#### [PASSAGE]
------------------------

Resignation and appointment of Company Secretary

In compliance with rule 3.59 of the JSE Limited Listings Requirements, the following information is disclosed:

Consolidated Mining Management Services Limited have resigned as Company Secretaries of Randgold with effect from 1 November 2005 and Mr. Roger Patrick Pearcey has been appointed as the Company Secretary on the same date.

Johannesburg
1 November 2005

Sponsor
Sasfin Corporate Finance
A division of Sasfin Bank Limited

Randgold & Exploration general meeting delayed

Randgold & Exploration Company Limited has announced a postponement “until further notice” of the general meeting scheduled for 15 November 2005.

“We regret the delay in providing shareholders with relevant and reliable information, but there is no point in holding a general meeting if we don’t have the answers,“ said Peter Gray, the R&E CEO. “The meeting was called at the request of shareholders. It has become increasingly clear that we would not be able to deal satisfactorily with the issues being raised until the forensic audit is complete.”

“In addition, we do not wish to interfere with the integrity of the forensic process by discussing issues prematurely.”

------------------------

#### [TASK TO COMPLETE]
Write out the section of the Randgold announcement that begins with the words containing "Consolidated Mining Management" and ends with "the same date.". The listing comes from a separate, unrelated source.

------------------------

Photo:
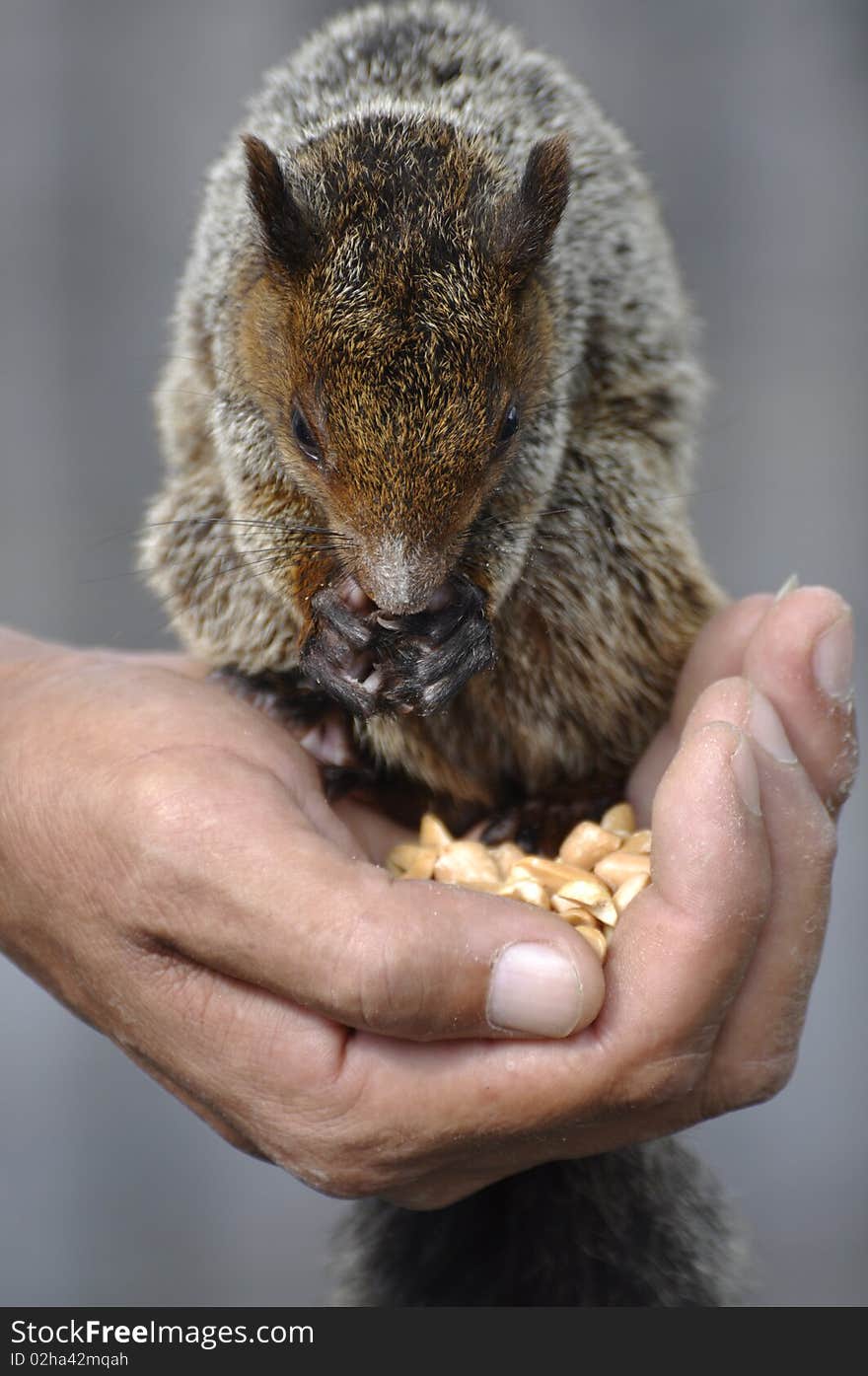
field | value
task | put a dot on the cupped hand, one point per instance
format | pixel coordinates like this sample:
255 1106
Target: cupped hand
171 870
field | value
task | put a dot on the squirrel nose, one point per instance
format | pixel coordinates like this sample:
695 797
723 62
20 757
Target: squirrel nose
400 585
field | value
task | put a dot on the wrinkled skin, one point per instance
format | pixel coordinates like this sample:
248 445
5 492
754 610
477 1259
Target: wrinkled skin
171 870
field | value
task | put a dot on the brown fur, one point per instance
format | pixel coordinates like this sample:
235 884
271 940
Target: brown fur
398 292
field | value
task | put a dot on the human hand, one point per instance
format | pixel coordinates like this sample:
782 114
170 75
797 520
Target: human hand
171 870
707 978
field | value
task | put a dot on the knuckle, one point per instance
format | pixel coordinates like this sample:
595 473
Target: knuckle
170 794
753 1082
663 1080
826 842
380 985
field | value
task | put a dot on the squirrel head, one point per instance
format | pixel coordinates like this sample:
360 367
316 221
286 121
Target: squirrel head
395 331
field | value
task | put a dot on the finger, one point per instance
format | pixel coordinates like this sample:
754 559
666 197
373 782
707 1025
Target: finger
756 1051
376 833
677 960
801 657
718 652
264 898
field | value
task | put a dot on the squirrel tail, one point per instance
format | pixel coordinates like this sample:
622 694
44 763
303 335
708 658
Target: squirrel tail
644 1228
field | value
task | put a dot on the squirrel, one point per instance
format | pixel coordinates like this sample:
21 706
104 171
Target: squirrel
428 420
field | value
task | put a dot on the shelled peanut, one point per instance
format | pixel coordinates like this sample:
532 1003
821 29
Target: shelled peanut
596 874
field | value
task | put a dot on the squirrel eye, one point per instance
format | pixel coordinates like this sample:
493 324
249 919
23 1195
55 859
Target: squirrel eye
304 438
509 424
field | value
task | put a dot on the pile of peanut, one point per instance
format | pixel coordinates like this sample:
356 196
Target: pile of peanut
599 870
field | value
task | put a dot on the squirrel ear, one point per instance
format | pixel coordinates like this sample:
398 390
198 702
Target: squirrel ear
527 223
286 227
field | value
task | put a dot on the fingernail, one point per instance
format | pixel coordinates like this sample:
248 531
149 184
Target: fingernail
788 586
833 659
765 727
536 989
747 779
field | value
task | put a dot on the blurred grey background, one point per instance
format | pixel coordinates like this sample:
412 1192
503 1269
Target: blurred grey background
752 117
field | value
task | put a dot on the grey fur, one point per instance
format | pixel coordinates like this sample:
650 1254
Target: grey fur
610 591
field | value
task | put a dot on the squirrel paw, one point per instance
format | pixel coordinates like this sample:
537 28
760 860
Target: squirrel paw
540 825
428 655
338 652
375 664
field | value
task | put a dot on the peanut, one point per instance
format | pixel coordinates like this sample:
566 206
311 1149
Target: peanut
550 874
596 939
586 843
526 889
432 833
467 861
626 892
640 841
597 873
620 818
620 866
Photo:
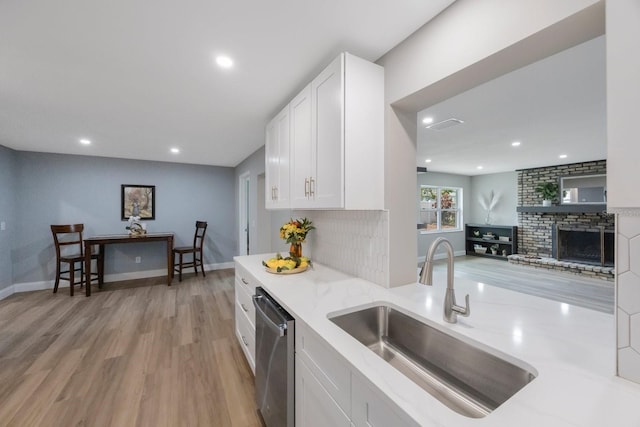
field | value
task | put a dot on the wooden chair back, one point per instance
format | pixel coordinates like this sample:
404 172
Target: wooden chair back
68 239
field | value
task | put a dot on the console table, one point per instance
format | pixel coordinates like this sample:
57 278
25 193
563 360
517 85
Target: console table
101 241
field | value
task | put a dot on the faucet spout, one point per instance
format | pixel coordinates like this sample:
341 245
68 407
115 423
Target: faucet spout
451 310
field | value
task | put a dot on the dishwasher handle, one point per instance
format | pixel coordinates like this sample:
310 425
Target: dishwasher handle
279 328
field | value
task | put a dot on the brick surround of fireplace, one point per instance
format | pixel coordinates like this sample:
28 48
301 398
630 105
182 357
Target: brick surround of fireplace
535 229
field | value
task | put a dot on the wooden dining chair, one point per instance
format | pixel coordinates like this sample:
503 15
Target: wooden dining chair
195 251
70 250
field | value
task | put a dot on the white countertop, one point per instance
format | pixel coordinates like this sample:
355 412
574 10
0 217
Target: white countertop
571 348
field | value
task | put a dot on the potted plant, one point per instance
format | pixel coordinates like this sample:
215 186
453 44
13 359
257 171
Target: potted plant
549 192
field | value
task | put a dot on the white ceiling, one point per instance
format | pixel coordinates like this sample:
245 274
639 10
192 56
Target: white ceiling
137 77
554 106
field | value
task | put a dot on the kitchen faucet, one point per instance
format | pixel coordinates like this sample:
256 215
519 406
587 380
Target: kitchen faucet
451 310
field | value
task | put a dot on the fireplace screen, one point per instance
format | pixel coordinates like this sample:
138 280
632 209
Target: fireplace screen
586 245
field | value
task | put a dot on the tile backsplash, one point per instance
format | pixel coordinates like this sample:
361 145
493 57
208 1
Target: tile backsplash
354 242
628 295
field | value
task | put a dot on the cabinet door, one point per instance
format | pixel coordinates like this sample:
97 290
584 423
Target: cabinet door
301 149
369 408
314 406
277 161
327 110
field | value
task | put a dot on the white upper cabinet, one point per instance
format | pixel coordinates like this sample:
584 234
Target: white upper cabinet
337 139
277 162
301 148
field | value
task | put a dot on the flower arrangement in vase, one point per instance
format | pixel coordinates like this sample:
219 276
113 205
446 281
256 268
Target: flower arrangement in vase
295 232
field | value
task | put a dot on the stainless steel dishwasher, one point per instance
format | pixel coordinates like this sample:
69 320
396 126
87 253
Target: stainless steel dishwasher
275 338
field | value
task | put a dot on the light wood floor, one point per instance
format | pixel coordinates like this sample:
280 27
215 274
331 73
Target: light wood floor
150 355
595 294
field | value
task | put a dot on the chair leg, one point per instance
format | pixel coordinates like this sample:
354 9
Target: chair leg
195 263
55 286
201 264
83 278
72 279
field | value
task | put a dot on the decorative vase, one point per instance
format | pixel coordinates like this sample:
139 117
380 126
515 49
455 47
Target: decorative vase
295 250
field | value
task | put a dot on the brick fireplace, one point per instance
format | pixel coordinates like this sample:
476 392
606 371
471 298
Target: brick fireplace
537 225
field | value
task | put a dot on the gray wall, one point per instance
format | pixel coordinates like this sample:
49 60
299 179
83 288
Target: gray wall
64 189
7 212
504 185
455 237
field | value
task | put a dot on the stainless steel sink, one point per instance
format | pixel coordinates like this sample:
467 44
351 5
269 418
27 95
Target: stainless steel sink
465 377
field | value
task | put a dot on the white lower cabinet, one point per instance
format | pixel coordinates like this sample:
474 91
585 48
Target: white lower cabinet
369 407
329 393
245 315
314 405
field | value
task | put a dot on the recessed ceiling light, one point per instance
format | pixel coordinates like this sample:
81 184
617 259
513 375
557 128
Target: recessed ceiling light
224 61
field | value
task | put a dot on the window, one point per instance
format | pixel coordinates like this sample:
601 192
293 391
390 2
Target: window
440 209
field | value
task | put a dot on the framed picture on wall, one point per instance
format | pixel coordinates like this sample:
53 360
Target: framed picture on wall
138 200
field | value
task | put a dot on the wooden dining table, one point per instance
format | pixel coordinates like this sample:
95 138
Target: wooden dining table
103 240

------------------------

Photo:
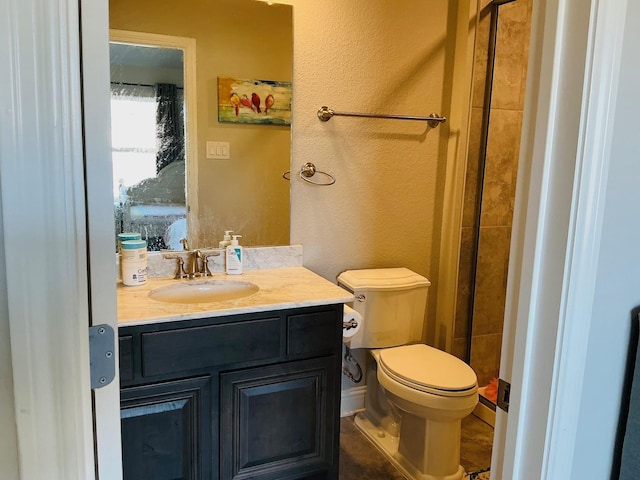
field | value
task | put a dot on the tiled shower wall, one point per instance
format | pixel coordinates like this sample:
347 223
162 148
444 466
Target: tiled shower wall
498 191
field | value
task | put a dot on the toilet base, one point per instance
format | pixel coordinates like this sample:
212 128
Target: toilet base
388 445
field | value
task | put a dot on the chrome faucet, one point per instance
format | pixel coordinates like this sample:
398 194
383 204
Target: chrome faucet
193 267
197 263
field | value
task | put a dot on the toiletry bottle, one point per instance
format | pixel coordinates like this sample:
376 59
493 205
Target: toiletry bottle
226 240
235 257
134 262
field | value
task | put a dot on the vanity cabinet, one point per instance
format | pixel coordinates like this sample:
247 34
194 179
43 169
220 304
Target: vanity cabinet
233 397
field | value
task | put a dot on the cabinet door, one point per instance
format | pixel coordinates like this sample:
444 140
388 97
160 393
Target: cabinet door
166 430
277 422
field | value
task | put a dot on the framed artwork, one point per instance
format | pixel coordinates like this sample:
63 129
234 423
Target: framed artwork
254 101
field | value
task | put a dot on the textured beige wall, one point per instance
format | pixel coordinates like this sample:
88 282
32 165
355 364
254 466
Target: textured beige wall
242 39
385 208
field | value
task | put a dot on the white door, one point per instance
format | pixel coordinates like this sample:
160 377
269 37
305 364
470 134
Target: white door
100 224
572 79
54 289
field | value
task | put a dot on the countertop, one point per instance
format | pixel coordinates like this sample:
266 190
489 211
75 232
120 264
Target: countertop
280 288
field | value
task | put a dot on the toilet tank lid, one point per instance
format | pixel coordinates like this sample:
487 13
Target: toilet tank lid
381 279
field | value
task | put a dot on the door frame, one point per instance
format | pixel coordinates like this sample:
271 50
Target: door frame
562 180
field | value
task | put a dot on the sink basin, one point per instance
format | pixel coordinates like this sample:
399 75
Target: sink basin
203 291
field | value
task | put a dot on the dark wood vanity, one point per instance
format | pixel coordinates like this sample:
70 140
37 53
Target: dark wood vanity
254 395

------------------------

#### [CORRECT RESULT]
Consolidated Mining Management Services Limited have resigned as Company Secretaries of Randgold with effect from 1 November 2005 and Mr. Roger Patrick Pearcey has been appointed as the Company Secretary on the same date.